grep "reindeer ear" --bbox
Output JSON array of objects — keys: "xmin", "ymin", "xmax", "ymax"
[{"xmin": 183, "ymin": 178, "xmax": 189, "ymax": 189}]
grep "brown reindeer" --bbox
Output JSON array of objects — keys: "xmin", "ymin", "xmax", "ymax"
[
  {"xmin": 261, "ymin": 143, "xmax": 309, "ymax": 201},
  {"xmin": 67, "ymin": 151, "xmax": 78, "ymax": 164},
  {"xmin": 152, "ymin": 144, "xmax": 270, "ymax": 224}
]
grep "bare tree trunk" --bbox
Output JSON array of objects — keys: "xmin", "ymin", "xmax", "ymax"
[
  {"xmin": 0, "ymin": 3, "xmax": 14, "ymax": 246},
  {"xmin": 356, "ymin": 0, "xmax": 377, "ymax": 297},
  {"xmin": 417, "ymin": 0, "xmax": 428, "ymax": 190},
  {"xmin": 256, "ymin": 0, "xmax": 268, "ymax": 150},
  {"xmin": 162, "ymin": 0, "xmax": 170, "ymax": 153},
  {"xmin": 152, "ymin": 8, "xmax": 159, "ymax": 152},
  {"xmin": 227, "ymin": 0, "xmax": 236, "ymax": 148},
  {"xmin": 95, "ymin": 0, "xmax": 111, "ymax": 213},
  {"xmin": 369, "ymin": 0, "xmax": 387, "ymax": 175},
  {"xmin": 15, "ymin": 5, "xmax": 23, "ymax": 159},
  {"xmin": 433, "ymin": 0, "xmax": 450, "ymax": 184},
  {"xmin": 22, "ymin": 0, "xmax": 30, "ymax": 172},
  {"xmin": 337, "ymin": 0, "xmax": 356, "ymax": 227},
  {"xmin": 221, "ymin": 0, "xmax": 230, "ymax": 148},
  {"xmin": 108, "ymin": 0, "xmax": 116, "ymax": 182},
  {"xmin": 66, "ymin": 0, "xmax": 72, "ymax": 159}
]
════════════════
Copy the data above verbatim.

> _The solution_:
grep "reindeer ear" --bbox
Output JSON array of objects — keys: "xmin", "ymin", "xmax", "ymax"
[{"xmin": 183, "ymin": 178, "xmax": 189, "ymax": 189}]
grep "brown reindeer" --bbox
Output JSON array of objects — keys: "xmin", "ymin", "xmax", "ymax"
[
  {"xmin": 261, "ymin": 143, "xmax": 309, "ymax": 201},
  {"xmin": 67, "ymin": 151, "xmax": 78, "ymax": 164},
  {"xmin": 152, "ymin": 144, "xmax": 270, "ymax": 224}
]
grep "bare tree trunk" --bbox
Output JSON array of objects — keys: "xmin", "ymin", "xmax", "ymax"
[
  {"xmin": 0, "ymin": 3, "xmax": 14, "ymax": 246},
  {"xmin": 356, "ymin": 0, "xmax": 377, "ymax": 297},
  {"xmin": 417, "ymin": 0, "xmax": 428, "ymax": 190},
  {"xmin": 256, "ymin": 0, "xmax": 268, "ymax": 150},
  {"xmin": 162, "ymin": 0, "xmax": 170, "ymax": 153},
  {"xmin": 152, "ymin": 8, "xmax": 159, "ymax": 152},
  {"xmin": 227, "ymin": 0, "xmax": 236, "ymax": 148},
  {"xmin": 95, "ymin": 0, "xmax": 111, "ymax": 213},
  {"xmin": 369, "ymin": 0, "xmax": 387, "ymax": 175},
  {"xmin": 15, "ymin": 5, "xmax": 23, "ymax": 159},
  {"xmin": 433, "ymin": 0, "xmax": 450, "ymax": 184},
  {"xmin": 22, "ymin": 0, "xmax": 30, "ymax": 172},
  {"xmin": 337, "ymin": 0, "xmax": 356, "ymax": 227},
  {"xmin": 221, "ymin": 0, "xmax": 230, "ymax": 148},
  {"xmin": 108, "ymin": 0, "xmax": 116, "ymax": 182},
  {"xmin": 66, "ymin": 0, "xmax": 72, "ymax": 159}
]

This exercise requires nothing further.